══ Text excerpt ══
9.4.  Stateid Seqid Values and Byte-Range Locks

   When a LOCK or LOCKU operation is performed, the stateid returned has
   the same "other" value as the argument's stateid, and a "seqid" value
   that is incremented (relative to the argument's stateid) to reflect
   the occurrence of the LOCK or LOCKU operation.  The server MUST
   increment the value of the "seqid" field whenever there is any change
   to the locking status of any byte offset as described by any of the
   locks covered by the stateid.  A change in locking status includes a
   change from locked to unlocked or the reverse or a change from being
   locked for READ_LT to being locked for WRITE_LT or the reverse.

   When there is no such change, as, for example, when a range already
   locked for WRITE_LT is locked again for WRITE_LT, the server MAY
   increment the "seqid" value.
═══
→ Given task 1: Count the lines of the listing that contain the string "mask", matching case exactly, and reply with the number alone.
The section on stateid seqid values has no connection to the listing that comes after it.
══ Material for this exercise ══
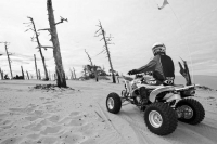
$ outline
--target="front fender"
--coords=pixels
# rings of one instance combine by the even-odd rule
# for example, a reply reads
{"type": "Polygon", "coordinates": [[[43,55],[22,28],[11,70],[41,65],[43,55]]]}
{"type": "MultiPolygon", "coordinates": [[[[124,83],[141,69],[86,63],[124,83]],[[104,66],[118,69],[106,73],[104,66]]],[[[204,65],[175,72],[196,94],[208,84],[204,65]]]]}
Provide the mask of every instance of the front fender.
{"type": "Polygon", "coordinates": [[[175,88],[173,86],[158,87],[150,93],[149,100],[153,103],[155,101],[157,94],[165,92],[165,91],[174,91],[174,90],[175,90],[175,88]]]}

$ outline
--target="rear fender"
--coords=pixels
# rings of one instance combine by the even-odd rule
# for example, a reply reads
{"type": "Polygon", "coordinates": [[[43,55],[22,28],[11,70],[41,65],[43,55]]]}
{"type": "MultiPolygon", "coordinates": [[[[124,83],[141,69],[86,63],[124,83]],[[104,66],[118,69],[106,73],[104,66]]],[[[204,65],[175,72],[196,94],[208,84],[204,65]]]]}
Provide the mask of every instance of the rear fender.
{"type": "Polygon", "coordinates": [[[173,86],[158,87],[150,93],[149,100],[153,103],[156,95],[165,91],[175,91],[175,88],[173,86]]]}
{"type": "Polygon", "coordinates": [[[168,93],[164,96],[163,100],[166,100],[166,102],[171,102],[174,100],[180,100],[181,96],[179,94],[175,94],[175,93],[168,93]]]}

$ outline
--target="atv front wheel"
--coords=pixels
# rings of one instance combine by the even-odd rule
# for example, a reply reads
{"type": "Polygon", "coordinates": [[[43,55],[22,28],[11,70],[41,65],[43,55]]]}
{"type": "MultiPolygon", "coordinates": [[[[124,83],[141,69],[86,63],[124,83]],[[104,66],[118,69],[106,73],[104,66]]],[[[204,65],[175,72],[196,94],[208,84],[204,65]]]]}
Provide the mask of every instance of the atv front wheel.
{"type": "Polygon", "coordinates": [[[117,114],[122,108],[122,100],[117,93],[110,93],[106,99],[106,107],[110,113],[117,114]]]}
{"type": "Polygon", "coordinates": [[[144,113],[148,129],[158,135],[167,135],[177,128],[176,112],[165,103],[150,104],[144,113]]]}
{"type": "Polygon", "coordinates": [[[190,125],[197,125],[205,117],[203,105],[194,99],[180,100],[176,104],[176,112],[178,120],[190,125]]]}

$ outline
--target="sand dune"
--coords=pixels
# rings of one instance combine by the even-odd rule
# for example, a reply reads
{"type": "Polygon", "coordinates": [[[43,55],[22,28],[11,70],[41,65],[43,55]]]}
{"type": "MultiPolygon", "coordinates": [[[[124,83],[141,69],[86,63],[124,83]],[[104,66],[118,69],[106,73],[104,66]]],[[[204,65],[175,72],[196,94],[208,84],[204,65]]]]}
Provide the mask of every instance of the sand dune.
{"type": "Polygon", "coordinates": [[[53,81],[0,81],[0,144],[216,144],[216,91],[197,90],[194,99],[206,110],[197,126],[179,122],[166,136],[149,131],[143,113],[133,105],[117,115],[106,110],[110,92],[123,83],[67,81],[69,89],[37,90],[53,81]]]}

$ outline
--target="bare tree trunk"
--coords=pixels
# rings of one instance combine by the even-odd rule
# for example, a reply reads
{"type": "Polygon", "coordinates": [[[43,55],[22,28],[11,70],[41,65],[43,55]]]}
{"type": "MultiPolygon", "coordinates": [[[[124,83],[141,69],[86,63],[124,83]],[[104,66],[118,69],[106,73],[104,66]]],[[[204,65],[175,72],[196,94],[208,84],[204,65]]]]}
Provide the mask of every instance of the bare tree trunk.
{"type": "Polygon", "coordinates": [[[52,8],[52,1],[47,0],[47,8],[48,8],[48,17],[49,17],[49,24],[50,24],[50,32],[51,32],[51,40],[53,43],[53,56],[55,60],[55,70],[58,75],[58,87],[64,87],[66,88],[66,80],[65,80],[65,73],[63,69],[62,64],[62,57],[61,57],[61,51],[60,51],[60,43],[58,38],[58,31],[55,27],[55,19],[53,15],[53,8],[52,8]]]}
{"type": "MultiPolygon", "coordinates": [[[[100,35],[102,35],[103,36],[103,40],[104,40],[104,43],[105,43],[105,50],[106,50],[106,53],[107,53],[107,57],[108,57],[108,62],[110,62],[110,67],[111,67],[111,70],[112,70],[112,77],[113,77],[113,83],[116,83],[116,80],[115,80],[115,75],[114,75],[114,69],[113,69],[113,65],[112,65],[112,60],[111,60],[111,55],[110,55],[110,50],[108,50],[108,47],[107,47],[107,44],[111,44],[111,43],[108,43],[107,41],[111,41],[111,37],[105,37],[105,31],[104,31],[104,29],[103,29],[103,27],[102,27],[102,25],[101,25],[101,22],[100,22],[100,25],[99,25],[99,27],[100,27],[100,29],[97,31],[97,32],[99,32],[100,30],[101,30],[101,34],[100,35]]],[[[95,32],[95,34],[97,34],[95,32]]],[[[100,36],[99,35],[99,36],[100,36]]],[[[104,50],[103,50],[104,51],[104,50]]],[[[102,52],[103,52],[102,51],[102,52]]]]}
═══
→ Given task 2: Name every term in the section on stateid seqid values that is written entirely in capital letters, including any with underscores.

→ Worked answer 1: 5

→ Worked answer 2: LOCK, LOCKU, MUST, READ_LT, WRITE_LT, MAY